## [OBJECTIVE]
Without the images, print all the entries below exactly as given.

────────

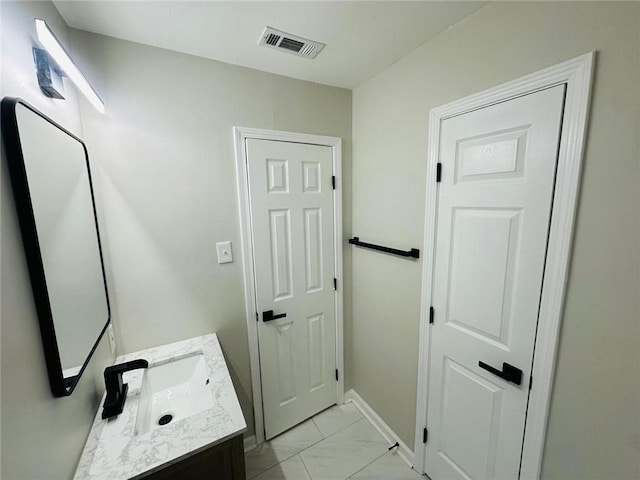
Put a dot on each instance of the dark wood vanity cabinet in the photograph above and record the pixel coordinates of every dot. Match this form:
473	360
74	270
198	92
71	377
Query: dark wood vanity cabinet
224	461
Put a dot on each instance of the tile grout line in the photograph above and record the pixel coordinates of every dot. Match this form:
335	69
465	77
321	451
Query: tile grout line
362	417
372	461
305	467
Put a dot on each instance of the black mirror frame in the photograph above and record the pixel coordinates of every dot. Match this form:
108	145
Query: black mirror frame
60	387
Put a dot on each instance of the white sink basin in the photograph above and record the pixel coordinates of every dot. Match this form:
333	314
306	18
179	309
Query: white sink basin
172	391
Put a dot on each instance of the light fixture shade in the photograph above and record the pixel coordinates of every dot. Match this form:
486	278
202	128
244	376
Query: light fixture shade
58	53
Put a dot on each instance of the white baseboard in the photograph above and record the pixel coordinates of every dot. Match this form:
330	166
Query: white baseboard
249	443
389	435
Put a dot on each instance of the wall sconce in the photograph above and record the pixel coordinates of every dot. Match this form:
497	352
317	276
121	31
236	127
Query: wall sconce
58	53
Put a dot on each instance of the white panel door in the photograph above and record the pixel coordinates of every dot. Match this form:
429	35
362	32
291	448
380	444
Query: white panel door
494	209
291	201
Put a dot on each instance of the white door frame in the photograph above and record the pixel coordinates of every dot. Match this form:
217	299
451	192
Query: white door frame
576	74
241	134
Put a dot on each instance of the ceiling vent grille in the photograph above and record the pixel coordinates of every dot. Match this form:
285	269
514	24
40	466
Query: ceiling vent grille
290	43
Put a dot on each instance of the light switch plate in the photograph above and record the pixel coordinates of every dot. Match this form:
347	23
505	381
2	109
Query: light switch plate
224	252
112	339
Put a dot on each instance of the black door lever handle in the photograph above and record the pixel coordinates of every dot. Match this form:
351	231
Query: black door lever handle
268	316
508	373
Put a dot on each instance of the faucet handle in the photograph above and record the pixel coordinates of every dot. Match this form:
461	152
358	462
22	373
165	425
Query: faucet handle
116	390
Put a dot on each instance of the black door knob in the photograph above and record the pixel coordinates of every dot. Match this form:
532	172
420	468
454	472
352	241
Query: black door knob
268	316
509	372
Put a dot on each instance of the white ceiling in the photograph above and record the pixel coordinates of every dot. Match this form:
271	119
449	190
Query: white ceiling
362	37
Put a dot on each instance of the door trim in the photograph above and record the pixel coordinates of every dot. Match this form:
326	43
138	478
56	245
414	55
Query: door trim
577	75
241	134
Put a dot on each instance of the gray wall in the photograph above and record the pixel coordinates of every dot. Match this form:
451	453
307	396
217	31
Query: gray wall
594	425
167	184
41	436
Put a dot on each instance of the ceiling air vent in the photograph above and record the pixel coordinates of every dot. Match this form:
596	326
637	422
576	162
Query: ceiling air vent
290	43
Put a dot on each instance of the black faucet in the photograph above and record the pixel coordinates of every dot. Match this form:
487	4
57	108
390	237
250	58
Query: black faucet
116	390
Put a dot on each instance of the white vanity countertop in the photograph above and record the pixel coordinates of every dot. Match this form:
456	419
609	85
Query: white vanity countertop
113	450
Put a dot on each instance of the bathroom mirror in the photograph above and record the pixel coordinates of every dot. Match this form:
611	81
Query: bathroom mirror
51	180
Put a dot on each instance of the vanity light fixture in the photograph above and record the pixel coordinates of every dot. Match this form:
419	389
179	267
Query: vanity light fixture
58	53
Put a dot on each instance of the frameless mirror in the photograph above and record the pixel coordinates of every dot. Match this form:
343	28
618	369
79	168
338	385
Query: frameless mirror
51	180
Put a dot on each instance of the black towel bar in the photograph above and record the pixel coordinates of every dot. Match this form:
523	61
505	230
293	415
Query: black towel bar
414	252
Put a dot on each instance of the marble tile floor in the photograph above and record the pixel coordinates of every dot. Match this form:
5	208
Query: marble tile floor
337	444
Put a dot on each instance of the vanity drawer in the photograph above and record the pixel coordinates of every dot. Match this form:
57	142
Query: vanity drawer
220	462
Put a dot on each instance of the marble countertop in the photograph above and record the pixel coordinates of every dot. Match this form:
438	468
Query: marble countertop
114	451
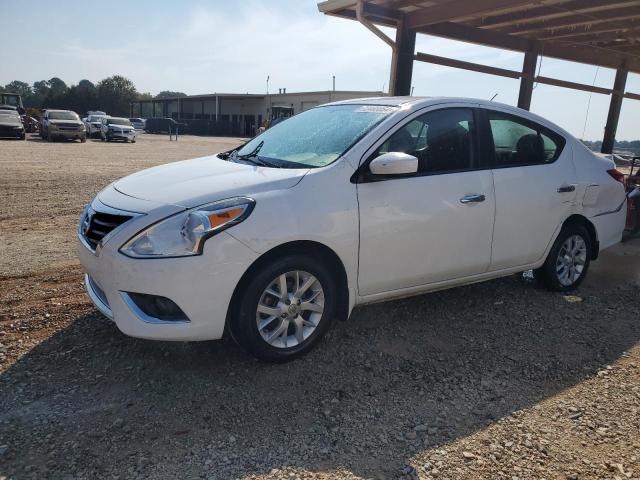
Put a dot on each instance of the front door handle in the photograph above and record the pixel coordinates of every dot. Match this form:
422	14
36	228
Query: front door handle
473	198
566	188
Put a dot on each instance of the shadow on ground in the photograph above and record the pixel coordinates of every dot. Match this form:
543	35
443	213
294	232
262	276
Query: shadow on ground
90	402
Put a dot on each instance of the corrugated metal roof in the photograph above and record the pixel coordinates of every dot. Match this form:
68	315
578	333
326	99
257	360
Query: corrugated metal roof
597	32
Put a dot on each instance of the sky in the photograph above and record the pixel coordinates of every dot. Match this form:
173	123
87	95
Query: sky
232	46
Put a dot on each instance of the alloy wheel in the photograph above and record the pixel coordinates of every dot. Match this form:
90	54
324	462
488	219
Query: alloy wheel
290	309
571	260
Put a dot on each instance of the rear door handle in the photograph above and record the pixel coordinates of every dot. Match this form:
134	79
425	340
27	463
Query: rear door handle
566	188
473	198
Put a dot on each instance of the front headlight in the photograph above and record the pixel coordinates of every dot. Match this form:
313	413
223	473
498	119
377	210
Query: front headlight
184	234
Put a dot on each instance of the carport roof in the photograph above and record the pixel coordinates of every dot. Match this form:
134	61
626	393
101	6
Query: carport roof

────────

## [OUTPUT OF THE EXERCISE]
Put a dot on each instance of the dark wood vanity cabinet in the photograph above and record the pixel coordinates of every dot. Match this form:
473	360
74	270
198	92
71	377
Query: dark wood vanity cabinet
224	461
Put a dot on each instance of the tile grout line in the photograph above and record the pixel coordinates of every dot. Match this form:
335	69
465	77
321	451
Query: tile grout line
362	417
372	461
305	467
Put a dot on each instance of the black mirror frame in the photograph above and record the pixel coordinates of every dot. Match this form:
108	145
Query: black mirror frame
60	387
Put a dot on each instance of the white sink basin in the photograph above and record the pixel coordinates of every dot. Match this form:
333	314
306	18
179	309
Query: white sink basin
172	391
Put a dot on each instance of the light fixture shade in the photograph above and record the pixel coordinates of every dot. Match this form:
486	278
202	128
244	376
Query: light fixture shade
58	53
Put a dot on each instance of the white baseboard in the photograph above and record the pixel coordinates of every dot. Match this form:
330	166
Query: white baseboard
249	443
389	435
Put a dot on each instance of the wall sconce in the photograph above and record the pixel coordinates of every dot. Match this form:
497	352
317	276
121	31
236	127
Query: wall sconce
58	53
Put a dot on each instance of the white panel door in the photograph above and record the pixel coordinates of every dot. Match this form:
429	35
362	32
291	448
380	444
Query: white panel door
494	209
291	201
Put a dot on each instance of the white door frame in the photograph above and record the pixel coordinates of every dot. Match this form:
217	299
451	192
Query: white door frame
576	74
241	134
Put a dot on each instance of the ceiling vent grille in the photograph above and record the pixel coordinates of every dot. Match this form:
285	269
514	24
40	466
Query: ceiling vent grille
290	43
Put a dot on each instance of the light switch plate in the photograph above and record the pixel coordinates of every dot. Match this form:
347	23
505	381
2	109
Query: light switch plate
224	252
112	339
Put a dot on each instance of the black door lever handle in the photograph above and record the pixel coordinates of every dot. Match this form:
351	231
Query: black door lever handle
268	316
508	373
Put a dot on each instance of the faucet handle in the photograph above and record the pixel coordinates of every dot. Match this form:
461	152
358	462
22	373
165	425
Query: faucet handle
116	390
Put a dot on each instance of the black door knob in the photograph above and record the pixel coordinates of every dot. Match this form:
532	172
420	468
454	472
352	241
Query: black door knob
268	316
509	372
Put a dot on each instance of the white ceiling in the photograph above and record the pixel coordinates of every dot. Match this form:
271	119
449	190
Query: white ceiling
362	37
Put a dot on each instance of the door trim in the photograph above and record the pixel coordinates of every dot. Match this form:
326	43
138	478
56	245
414	55
Query: door trim
577	75
241	134
Put a dot on each instance of the gray wall in the photograph above and record the pixel coordinates of every dot. Match this form:
451	453
307	396
217	31
Query: gray wall
594	425
167	184
41	436
Put a dot on each instance of the ceiling air vent in the photograph above and record the pixel coordinates of every dot. Match this form:
596	326
637	422
576	162
Query: ceiling air vent
290	43
Put a dot on each instance of the black faucet in the photograph above and record the pixel coordinates of every dot. Match this form:
487	4
57	108
390	237
250	58
Query: black faucet
116	390
Put a dot on each instance of the white vanity countertop in the photograph above and record the pixel coordinates of every dot. Match this form:
456	419
609	85
Query: white vanity countertop
113	450
Put a dot on each instance of the bathroom mirror in the photograph above and record the pixel coordinates of every dot. Match this form:
611	81
Query: bathroom mirror
51	180
Put a dot on each instance of the vanity light fixture in the photograph above and record the pixel coordinates of every dot. Match this form:
419	389
179	267
Query: vanity light fixture
58	53
Put a dot on each instance of the frameless mirror in the photograph above and record the pixel coordinates of every dot. Match this form:
343	28
618	369
79	168
338	385
Query: frameless mirror
51	180
Put a dot on each instance of the black towel bar in the photograph above and record the pixel coordinates of every dot. Match this form:
523	61
505	230
293	415
Query: black towel bar
414	252
Put a dot on each instance of the marble tile floor in the photograph above and record the pixel coordinates of every dot. Match this form:
5	208
Query: marble tile floor
337	444
Put a dot on each instance of the vanity drawer in the photograph above and record the pixel coordinates of every dot. Match this form:
57	142
Query: vanity drawer
220	462
Put a dot on each instance of the marble countertop in the photograph above and record the pixel coordinates of every dot. Match this form:
438	468
Query: marble countertop
114	451
Put a dot on each instance of the front door handle in the photograph above and record the pixel coordinates of every dot. Match this form:
422	14
36	228
Query: front door handle
473	198
566	188
Put a dot on each instance of the shadow on ground in the photograph above and record the pixel coordinates of every dot. Match this form:
543	35
443	213
294	232
262	276
Query: shadow on ground
90	402
Put a dot on each instance of the corrugated metal roof in the photograph above and record the pixel coordinates of every dot. Match this form:
68	315
578	333
326	99
257	360
Query: corrugated metal roof
597	32
Put a dot on each instance of the sky in the photograph above and record the pixel coordinates of every dot. Match this form:
173	123
87	95
Query: sky
232	46
Put a dot on each instance of the alloy wheel in the photograph above and record the pixel coordinates of every dot. Match this form:
90	54
324	462
488	219
Query: alloy wheel
290	309
571	260
Put a dot on each instance of the rear door handle in the photograph above and record the pixel coordinates of every dot. Match this form:
134	79
425	340
27	463
Query: rear door handle
566	188
473	198
Put a dot on each instance of the front headlight in the photograph above and record the pixel coordinates of every dot. Match this form:
313	413
223	473
498	119
377	210
Query: front headlight
184	234
Put a dot on each instance of the carport roof in the photograph above and record the pixel coordinates of every dot. Match this form:
134	61
626	393
101	6
Query: carport roof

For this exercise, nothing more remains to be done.